Instructions >>
(A) Answer these questions about the post on Houston bowl ratings, one answer per line, marked to match:
(i) What rating did the UH-Florida State Peach Bowl draw in the Houston television market?
(ii) How many Cougar fans traveled to Atlanta for the Peach Bowl?
(iii) What was UH's final rank in the 2015 season polls?
(B) Copy the stored records word for word, starting at the line with "point_to(query) returns, for every instance of the treeline" and ending with the last line of the entries.

Text block >>
>>>>>
Posts Tagged ‘TV ratings on bowls for the Houston market in 2015-16’

UH Shines in Houston TV Bowl Ratings

January 20, 2016

EPSON MFP image

 

The TV bigger picture ratings are in for the 2015-16 college football season and “our” UH Cougars again have done themselves proud. As you will easily note in the following table, among the 40 forty big and small bowl games played, UH-Florida State Peach Bowl was the fourth most watched post-season game in the Houston television market, surpassed only by the two college playoff and championship games. Our featured table shows only the three CFP games, bowls hosted in Texas, and bowls involving Texas schools, but the four leaders shown here were the only post-season games to earn double-digit ratings in Houston.

Note too, for UH to achieve a 10.5 rating and a home audience in Houston of 355,000, the Cougars had to pull those local numbers at a game that kicked off at 11:00 AM on Friday, December 31st, a working day for some. Compare that local interest level with the numbers for the TCU, Texas A&M, and Baylor games at more favorable times of day. To me, those comparisons don’t mean that local interest is greater in the Houston market for UH among supporters of the three mentioned Big 12 schools. They simply suggest that UH has awakened a long over-due base of support for the Cougars among alumni and previously unaffiliated fans of this city – and that the Peach Bowl carried much more weight for UH than those other bowls did for the three Big 12 reps. As a result, interest in watching the Cougars this time was greater.

13,000 Cougar fans also made that trip to Atlanta to watch UH shock Florida State in the Peach Bowl. Their red presence and the sounds of the UH band quickly evolved into the sight and sound energy-track of the Peach Bowl that those of us who watched at home on New Years Eve day saw too. Among the Cougar fan base, our energy for the fire of playing at the title match level of college football is now ignited and inextinguishable.

Our UH upgrade in facilities, our 13-1 winning 2015 record, our #8 final rank in the 2015 season polls, the winning culture that President Khator and Coach Herman have brought to UH football, the swelling support among the undergraduate Cougars, and the growing quickly partisanship base among the previously quiet or unaffiliated citizens of Houston have all worked to awaken our awareness and hunger for what comes next. – UH deserves membership in either the Big 12 or the SEC. And soon. And whichever conference gets UH will only be the stronger for it too.

Forgive my Cougar partisanship, readers. Those of you who know me understand that it is just one of those energy life lines that I have lived with since I was a fan of Cougar sports even before my undergraduate school days. Getting my undergraduate degree from UH as a working student is what opened the door for me to later earn my master’s and doctoral degrees from Tulane and Texas. I thank those two very fine schools too, but my heart remains forever with my first love. My only real love in this realm of things. Eat ‘Em Up.
<<<<<
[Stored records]
>>>>>
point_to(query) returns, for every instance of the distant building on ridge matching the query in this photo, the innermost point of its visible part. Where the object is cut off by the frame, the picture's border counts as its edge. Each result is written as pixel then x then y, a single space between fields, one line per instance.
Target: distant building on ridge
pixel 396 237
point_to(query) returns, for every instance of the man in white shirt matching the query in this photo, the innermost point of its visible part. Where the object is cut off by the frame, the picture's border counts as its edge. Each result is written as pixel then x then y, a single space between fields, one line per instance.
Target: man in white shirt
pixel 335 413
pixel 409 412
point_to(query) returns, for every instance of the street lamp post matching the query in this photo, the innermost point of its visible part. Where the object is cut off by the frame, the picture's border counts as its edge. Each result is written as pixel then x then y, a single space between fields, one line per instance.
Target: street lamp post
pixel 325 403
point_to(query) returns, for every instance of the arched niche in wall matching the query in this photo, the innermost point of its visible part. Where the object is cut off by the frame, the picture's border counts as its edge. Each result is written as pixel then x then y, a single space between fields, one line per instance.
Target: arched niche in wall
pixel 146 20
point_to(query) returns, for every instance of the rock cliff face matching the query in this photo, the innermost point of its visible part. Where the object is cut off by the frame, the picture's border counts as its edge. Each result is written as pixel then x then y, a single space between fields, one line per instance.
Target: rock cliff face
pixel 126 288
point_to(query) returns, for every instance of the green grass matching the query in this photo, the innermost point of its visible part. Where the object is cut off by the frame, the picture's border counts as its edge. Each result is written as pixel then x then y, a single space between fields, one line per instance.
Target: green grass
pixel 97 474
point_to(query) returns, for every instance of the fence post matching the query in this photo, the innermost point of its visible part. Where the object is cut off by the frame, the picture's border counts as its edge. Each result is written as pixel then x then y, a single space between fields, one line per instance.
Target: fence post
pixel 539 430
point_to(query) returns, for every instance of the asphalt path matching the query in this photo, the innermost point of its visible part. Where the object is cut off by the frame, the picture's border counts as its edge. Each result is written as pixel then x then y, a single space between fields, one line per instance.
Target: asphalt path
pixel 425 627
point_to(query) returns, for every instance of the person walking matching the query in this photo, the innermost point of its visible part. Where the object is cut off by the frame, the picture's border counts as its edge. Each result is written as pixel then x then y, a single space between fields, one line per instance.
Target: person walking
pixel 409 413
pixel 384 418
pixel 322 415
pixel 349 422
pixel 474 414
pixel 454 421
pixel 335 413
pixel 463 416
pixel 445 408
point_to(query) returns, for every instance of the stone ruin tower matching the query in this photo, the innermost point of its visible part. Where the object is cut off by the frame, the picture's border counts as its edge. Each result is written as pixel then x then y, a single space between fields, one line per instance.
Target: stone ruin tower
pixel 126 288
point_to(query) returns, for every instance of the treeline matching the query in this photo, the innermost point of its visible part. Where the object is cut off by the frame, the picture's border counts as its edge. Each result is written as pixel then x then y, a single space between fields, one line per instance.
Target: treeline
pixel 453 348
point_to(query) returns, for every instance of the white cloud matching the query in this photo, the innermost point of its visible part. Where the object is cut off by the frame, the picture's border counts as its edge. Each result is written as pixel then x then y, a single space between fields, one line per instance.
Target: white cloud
<<<<<
Correct answers >>
(A)
(i) 10.5
(ii) 13,000
(iii) #8

(B)
point_to(query) returns, for every instance of the treeline matching the query in this photo, the innermost point of its visible part. Where the object is cut off by the frame, the picture's border counts as its edge. Each result is written as pixel then x then y, a single space between fields, one line per instance.
Target: treeline
pixel 453 348
point_to(query) returns, for every instance of the white cloud matching the query in this photo, the innermost point of its visible part. Where the object is cut off by the frame, the picture's border counts as its edge. Each result is written as pixel then x then y, a single space between fields, one line per instance.
Target: white cloud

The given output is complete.